**SECTION DU TEXTE**
++++++++
Argument naturaliste et légitimation de l'appropriation privative
Caroline Guibet Lafaye  1, *  
1 : Centre Maurice Halbwachs  (CMH)  -  Site web
CNRS : UMR8097, École normale supérieure [ENS] - Paris, Ecole des Hautes Etudes en Sciences Sociales (EHESS)
48 Bd. Jourdan 75014 Paris -  France
* : Auteur correspondant

Les revendications en matière de propriété, surtout lorsqu'il est question de patrimoine, s'adossent, dans les discours communs, à une défense du privé, de ce qui a été gagné à la sueur de son front ou de la préservation des biens au sein de la famille. En France, le Code civil contribue à la construction et au renforcement du mythe d'une transmission naturelle des biens personnels, axée sur la famille. L'article 731 du Code civil confirme et entérine la prééminence du lien biologique et familial dans la transmission des biens. L'attachement à la propriété et à sa transmission tend à se justifier par une forme de naturalisation du rapport individuel et familial à l'objet possédé, s'enracinant dans la philosophie antique et classique, et eu égard à laquelle le droit opère une consécration de ce rapport naturalisé de l'individu à la chose. La philosophie smithienne participe de cette opération naturalisation du rapport individuel au bien approprié. Notre interprétation aujourd'hui encore de la propriété et des droits de propriété s'enracine dans une conception classique de l'appropriation.

Lorsque la philosophie a voulu penser la propriété et son origine, elle a fait de la nature le cadre approprié pour l'appréhender, y compris à des époques où la propriété, aussi bien privée que commune, était déjà régulée par un système de juridictions préexistant. La propriété et la question de sa légitimité se sont vues alors interrogées aux confins d'une articulation entre l'ordre du fait (s'incarnant notamment dans l'appropriation) et celui du droit. Or cette inscription de notre rapport à la propriété dans la sphère du naturel a pour effet de la placer d'un des côtés de l'opposition nature vs. social/société.
++++++++
**DONNÉES FOURNIES**
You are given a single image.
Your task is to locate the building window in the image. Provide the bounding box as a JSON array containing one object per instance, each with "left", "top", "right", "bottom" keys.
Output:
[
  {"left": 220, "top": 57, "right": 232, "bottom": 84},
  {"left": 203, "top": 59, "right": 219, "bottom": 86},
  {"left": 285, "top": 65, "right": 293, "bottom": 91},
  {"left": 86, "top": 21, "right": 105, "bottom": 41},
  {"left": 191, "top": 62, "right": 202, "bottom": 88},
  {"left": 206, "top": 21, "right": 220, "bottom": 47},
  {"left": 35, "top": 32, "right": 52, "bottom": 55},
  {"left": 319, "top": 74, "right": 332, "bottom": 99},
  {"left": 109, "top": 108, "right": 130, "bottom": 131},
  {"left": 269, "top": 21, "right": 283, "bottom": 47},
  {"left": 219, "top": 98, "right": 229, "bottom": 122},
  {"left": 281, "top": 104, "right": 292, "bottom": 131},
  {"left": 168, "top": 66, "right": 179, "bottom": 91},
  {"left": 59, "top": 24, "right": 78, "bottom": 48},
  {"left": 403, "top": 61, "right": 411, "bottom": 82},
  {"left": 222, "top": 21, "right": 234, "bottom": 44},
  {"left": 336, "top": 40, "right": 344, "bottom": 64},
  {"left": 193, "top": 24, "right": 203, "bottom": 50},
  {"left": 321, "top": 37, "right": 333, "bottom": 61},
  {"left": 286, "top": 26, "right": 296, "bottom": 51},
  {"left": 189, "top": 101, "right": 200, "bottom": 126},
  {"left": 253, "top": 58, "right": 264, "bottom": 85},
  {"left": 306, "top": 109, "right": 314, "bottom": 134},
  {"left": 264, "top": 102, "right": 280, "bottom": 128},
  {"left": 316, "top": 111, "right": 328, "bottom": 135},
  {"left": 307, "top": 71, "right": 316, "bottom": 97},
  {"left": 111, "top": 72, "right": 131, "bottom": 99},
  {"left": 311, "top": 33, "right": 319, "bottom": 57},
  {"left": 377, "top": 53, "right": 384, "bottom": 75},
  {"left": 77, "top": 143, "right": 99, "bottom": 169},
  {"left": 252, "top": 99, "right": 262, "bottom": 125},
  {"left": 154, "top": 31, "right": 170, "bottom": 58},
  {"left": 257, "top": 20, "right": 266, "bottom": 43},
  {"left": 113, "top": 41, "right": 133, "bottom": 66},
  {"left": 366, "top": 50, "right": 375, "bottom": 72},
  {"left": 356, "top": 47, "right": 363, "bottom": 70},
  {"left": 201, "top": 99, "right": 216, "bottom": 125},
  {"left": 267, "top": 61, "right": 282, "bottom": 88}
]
++++++++
**SÉRIE D'EXERCICES**
**a)** Recopiez le passage du texte sur l'appropriation privative allant de "Argument naturaliste et" jusqu'à "Sciences Sociales (EHESS)" inclus.
**b)** Dressez, s'il vous plaît, la liste de tous les organismes et établissements nommés dans l'affiliation placée en tête du texte sur l'appropriation privative.

**RÉPONSES PAR POINT**
**a)**
Argument naturaliste et légitimation de l'appropriation privative
Caroline Guibet Lafaye  1, *  
1 : Centre Maurice Halbwachs  (CMH)  -  Site web
CNRS : UMR8097, École normale supérieure [ENS] - Paris, Ecole des Hautes Etudes en Sciences Sociales (EHESS)

**b)**
- Centre Maurice Halbwachs (CMH)
- CNRS
- École normale supérieure [ENS] - Paris
- Ecole des Hautes Etudes en Sciences Sociales (EHESS)